*Selected extract*

_____

To: Travis_Bickle who wrote (58914)4/13/2008 8:00:31 AM
From: Bearcatbob  Read Replies (2) | Respond to of 542038
 
"There are many Americans who do want to kill black people"

Now there is some real hate speech. Hey Dale - you reading this?



To: Travis_Bickle who wrote (58914)4/13/2008 9:58:20 AM
From: epicure  Respond to of 542038
 
There are a small minority of very strange Americans who want to kill minorities. I have never met one- even my Uncle Joe, the most prejudiced person I ever met (and yet, a decent man, a good father, a huge embarrassment to his non-prejudiced children)- did not want to kill minorities.

Holding up another whacky group does not make that whacky meme in the black community less whacky. Ok- Klansmen want to kill black people, and people in black churches believe enough white people want to kill black people that they'd create AIDS in order to do it. I'm seeing both sets of folks as pretty ignorant, and both sets as holding a very nutty meme. I am willing to somewhat excuse it in older blacks, who remember Tuskegee- I can understand their suspicion, but that doesn't make it any less crazy- from the perspective of someone on the outside. There are plenty of better ways to kill blacks (if you wanted to) than something as random as a virus let loose on the world.

_____

*Given data*
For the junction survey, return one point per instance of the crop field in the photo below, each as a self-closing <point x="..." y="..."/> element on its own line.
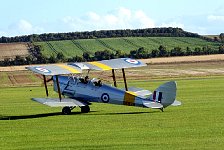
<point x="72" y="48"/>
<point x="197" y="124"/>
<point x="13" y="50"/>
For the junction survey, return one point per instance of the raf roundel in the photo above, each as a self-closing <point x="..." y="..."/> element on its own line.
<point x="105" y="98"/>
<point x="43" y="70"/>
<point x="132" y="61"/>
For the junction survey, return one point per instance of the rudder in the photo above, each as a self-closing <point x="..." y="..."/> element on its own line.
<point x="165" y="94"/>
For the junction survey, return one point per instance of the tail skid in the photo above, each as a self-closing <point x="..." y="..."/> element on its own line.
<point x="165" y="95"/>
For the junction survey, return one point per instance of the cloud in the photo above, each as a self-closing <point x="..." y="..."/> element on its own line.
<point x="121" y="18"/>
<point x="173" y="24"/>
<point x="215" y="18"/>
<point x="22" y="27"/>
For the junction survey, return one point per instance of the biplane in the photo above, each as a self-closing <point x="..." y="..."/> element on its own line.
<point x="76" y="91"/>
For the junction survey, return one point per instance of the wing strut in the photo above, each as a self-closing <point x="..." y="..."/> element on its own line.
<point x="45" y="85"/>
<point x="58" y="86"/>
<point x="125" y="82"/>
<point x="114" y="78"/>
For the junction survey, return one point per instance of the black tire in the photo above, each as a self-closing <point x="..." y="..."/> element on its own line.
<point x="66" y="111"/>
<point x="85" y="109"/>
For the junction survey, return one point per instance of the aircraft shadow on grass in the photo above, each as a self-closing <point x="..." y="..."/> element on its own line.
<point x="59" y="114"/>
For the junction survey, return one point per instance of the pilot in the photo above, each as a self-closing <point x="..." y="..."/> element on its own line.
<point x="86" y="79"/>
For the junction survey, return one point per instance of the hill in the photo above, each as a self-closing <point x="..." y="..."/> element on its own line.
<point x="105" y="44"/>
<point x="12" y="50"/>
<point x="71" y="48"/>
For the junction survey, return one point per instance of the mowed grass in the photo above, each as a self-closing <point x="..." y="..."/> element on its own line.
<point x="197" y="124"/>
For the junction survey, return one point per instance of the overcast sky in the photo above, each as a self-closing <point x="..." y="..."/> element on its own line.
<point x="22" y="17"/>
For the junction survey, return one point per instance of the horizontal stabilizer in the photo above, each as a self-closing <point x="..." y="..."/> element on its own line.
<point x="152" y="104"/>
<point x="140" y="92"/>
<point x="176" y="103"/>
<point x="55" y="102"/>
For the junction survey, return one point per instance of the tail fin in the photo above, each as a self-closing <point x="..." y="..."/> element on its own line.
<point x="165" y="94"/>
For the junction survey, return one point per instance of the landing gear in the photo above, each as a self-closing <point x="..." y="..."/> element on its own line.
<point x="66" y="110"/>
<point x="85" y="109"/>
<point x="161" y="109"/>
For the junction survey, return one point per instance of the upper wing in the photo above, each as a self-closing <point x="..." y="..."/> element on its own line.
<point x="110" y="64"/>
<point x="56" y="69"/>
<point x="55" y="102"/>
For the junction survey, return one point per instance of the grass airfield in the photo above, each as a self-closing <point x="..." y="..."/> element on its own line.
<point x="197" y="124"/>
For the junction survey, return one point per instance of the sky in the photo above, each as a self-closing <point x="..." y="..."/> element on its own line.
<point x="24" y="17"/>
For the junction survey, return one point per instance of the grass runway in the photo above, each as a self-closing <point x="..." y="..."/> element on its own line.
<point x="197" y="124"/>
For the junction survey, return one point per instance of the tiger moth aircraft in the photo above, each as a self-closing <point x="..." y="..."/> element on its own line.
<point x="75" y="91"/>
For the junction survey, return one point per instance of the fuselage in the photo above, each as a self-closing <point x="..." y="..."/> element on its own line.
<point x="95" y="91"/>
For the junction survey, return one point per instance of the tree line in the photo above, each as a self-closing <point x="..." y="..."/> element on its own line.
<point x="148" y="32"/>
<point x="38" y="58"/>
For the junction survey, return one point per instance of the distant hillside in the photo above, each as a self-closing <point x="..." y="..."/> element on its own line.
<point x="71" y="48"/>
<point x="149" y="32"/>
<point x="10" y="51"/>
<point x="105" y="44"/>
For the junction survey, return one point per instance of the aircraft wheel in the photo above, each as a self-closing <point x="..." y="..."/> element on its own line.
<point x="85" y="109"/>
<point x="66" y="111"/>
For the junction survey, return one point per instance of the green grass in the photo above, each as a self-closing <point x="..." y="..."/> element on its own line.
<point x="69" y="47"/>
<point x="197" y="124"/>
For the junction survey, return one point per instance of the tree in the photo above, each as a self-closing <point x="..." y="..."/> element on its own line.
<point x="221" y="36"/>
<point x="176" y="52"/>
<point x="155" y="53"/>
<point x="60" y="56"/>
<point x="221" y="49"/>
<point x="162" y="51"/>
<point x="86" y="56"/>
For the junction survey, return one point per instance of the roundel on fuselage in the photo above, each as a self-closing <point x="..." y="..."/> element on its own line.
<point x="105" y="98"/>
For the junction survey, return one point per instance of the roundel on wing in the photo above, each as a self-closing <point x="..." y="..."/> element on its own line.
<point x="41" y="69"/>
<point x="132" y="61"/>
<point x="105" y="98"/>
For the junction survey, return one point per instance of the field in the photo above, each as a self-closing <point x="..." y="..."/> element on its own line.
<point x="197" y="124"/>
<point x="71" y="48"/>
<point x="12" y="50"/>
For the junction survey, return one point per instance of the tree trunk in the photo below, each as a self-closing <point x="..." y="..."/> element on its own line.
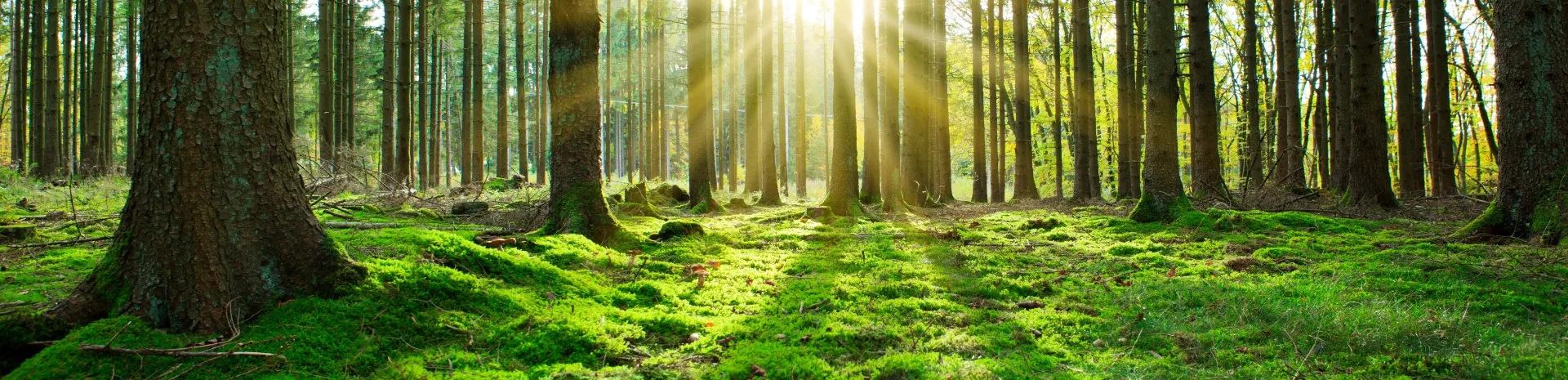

_____

*Work request 1*
Do these statements agree with the forum posts? Answer yes or no for each and quote the deciding words.
(a) epicure says they have never met an American who wants to kill minorities.
(b) epicure's Uncle Joe wanted to kill minorities.
(c) epicure is willing to somewhat excuse the AIDS belief in older blacks.
*Work request 2*
In one to three sentences, why is epicure willing to somewhat excuse the AIDS belief in older blacks, according to the forum posts?
*Work request 3*
Continue the forum posts from where they stop.

*Answer section 1*
(a) Yes: "I have never met one"
(b) No: "did not want to kill minorities."
(c) Yes: "I am willing to somewhat excuse it in older blacks, who remember Tuskegee"

*Answer section 2*
Older blacks remember Tuskegee, so epicure can understand their suspicion. Still, epicure says this doesn't make the belief any less crazy from the perspective of someone on the outside.

*Answer section 3*
Here is an interesting discussion of smallpox and Indians- and a particularly interesting paragraph:

h-net.msu.edu

>Date: Sun, 16 Apr 1995 13:23:27 EDT >From: "Jeffrey W. Reed" <jreed02@emory.edu>

On the plan to use smallpox as a weapon against the Indians; Parkman, in _The Conspiracy of Pontiac_ (Vol 2, pgs 39-40, in the new Bison edition) discussed this proposal. The idea, apparently, came from Lord Amherst, in a letter of orders to Col Bouquet, saying "Could it not be contrived to send the Small Pox among those disaffected tribes of Indians? We must on this occassion use every stratagem in our power to reduce them". Bocquet replied that he would try and use infected blankets as a means of introducing the disease among the Indians, but was wary of the effects that it would have on his own men. Bouquet then proposes using- in "the Spanish method"- a combination of hunting dogs, rangers and light horsemen, in an effort to "effectually extirpate or remove that vermin" at little risk to his own men. Amherst readily agreed, hoping that the use of smallpox infested blankets, as well as any other method be used that "can serve to extirpate this execrable race", although he did not think that the hunting dog idea was practical. Parkman states that there is no evidence that Bouquet ever used the smallpox plan, although an epedemic raged among the Ohio Indians "a few months after" the July 1763 correspondence.